EXTRAIT DU TEXTE:
★ ★ ★

Aujourd’hui, Brigitte remonte jusqu’au chemin tracé par Man et le poursuit en direction de Dang dans une très belle forêt de pins maritimes pour le moins inattendus au milieu de l’environnement de jungle.
Man dit qu’ils ont été plantés ici de façon stupide. Ils ont remplacé les arbres de la jungle dont le feuillage sert de fourrage aux buffalos, bœufs et chèvres et les branches effeuillées de bois de chauffage (daoura). Hommes, femmes et enfants coupent les branches à la faucille ou avec un khukuri, au péril de leur vie, à des dizaines de mètres de hauteur.
Satisfaite de cette première escapade, Brigitte fait demi-tour en vue des premières maisons de Dang pour ne pas affoler leurs habitants.
Bhim et les araignées
Un peu plus tard, Laurent s’extrait à son tour de la tente. Bhim est debout. Il est inquiet, pressé de récupérer son téléphone laissé en charge chez les parents de Man. Il lui dit avoir passé une très mauvaise nuit : il est effrayé par les monstrueuses araignées. Pourquoi ne veut-il pas utiliser une des tentes pour s’en protéger ?
Modan et Dibi partent allumer le feu pour faire bouillir de l’eau. La cuisine devient rapidement enfumée. L’atmosphère est irrespirable. Les yeux piquent. Il faut rester au ras du sol pour ne pas étouffer. Dibi qui écoute la radio donne à Laurent les nouvelles du jour : le gouvernement demande à la population de ne pas quitter leur maison pendant quatre ou cinq jours.
Dazu chef de chantier
Man arrive en portant un doko chargé d’outils. Dazu et Jessica le suivent. Le père de Man est venu pour orchestrer la réfection du balcon.
Pour améliorer le confort de l’équipe et rassurer Bhim, il veut refaire le balcon afin qu’ils puissent s’installer à l’étage où, selon lui, il y aurait moins d’araignées. Il faut commencer par arracher ce qu’il reste des planches. Pour les matériaux, on utilise les ressources locales. Un beau bosquet de bambous hauts d’une vingtaine de mètres qui pousse au coin de la terrasse en-dessous des maisons à proximité de la source fera l’affaire. Modan et Dorje qui sont de bons manieurs de khukuri vont l’aider à débiter cinq ou six belles pièces aussi rectilignes que possible.
Vers dix heures, avec la bénédiction de Man, nous partons refaire le petit tour reconnu par Brigitte ce matin. Par jeu, nous nous lançons le défi de cartographier les alentours d’Horlabot, avec notre téléphone portable en guise de GPS.
Quand nous rentrons, les bambous sont coupés. Nous mangeons tous ensemble au soleil avant d’attaquer les travaux.

★ ★ ★

SEGMENT DE DONNÉES:

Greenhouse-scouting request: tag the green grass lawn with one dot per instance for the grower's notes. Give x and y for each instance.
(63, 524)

★ ★ ★

À FAIRE:
A. Quels prénoms figurent dans la partie du récit du séjour à Horlabot intitulée « Bhim et les araignées » ? Citez-les tous.
B. Dans le récit du séjour à Horlabot, reformulez sous forme de liste plus courte le paragraphe qui commence par « Pour améliorer le confort de l'équipe », sans perdre ses faits essentiels.
C. Pouvez-vous écrire la suite du récit du séjour à Horlabot, à partir de sa dernière phrase ?

RÉPONSES ATTENDUES:
A. Laurent, Bhim, Man, Modan, Dibi

B.
- Le père de Man veut refaire le balcon pour améliorer le confort de l'équipe et rassurer Bhim. Selon lui, il y aurait moins d'araignées à l'étage.
- Il faut d'abord arracher les planches qui restent.
- Les matériaux sont pris sur place : un bosquet de bambous d'une vingtaine de mètres, au coin de la terrasse sous les maisons, près de la source.
- Modan et Dorje, habiles au khukuri, l'aideront à débiter cinq ou six pièces aussi droites que possible.

C.
Tout le monde au travail
Malgré le soin pris pour les sélectionner, les longs bambous s’avèrent fort tordus. Il va falloir faire appel à la force collective pour redresser ces véritables troncs afin de les attacher solidement aux poutres qui dépassent du mur de la maison. Pendant que Dibi et Laurent se suspendent aux bambous pour les maintenir à l’horizontale, Dazu, Man et Bhim tirent dessus latéralement depuis les portes de l’étage pour les déceintrer. Modan est chargé de les attacher avec des morceaux de fils de fer rouillés glanés ça et là autour des maisons. Souvent le fil casse, lorsqu’il l’entortille pour serrer l’étreinte sur les bambous. Il faut tout recommencer.
L’opération est périlleuse. La rupture d’une attache provoque un violent retour de bambou. Le tronc libéré de la tension balaye tout sur son passage. Bhim en sera l’unique victime et, par chance, en sera quitte pour une grosse bosse sur le tibia. Cet incident qui aurait pu être dramatique est un véritable rappel à l’ordre mais il n’entame pas l’enthousiasme des troupes. Nous reprenons le travail en essayant de prendre encore plus de précautions.
Dazu veille sur nous
Dazu se montre très attentionné envers nous, comme investi d’une mission protectrice. Il n’aura de cesse de prendre soin de notre sécurité et de notre santé pendant tout notre séjour à Horlabot.
Après quelques heures de labeur dans une ambiance très joyeuse, nous nous installons tous ensemble pour boire un thé bien mérité en admirant le fruit de notre travail. L’étage de la maison est désormais habitable. Dazu et Man rayonnent de bonheur.
Jessica qui trépigne depuis un moment nous répète alors : « mill ma jane ! ». Il est l’heure d’aller au moulin.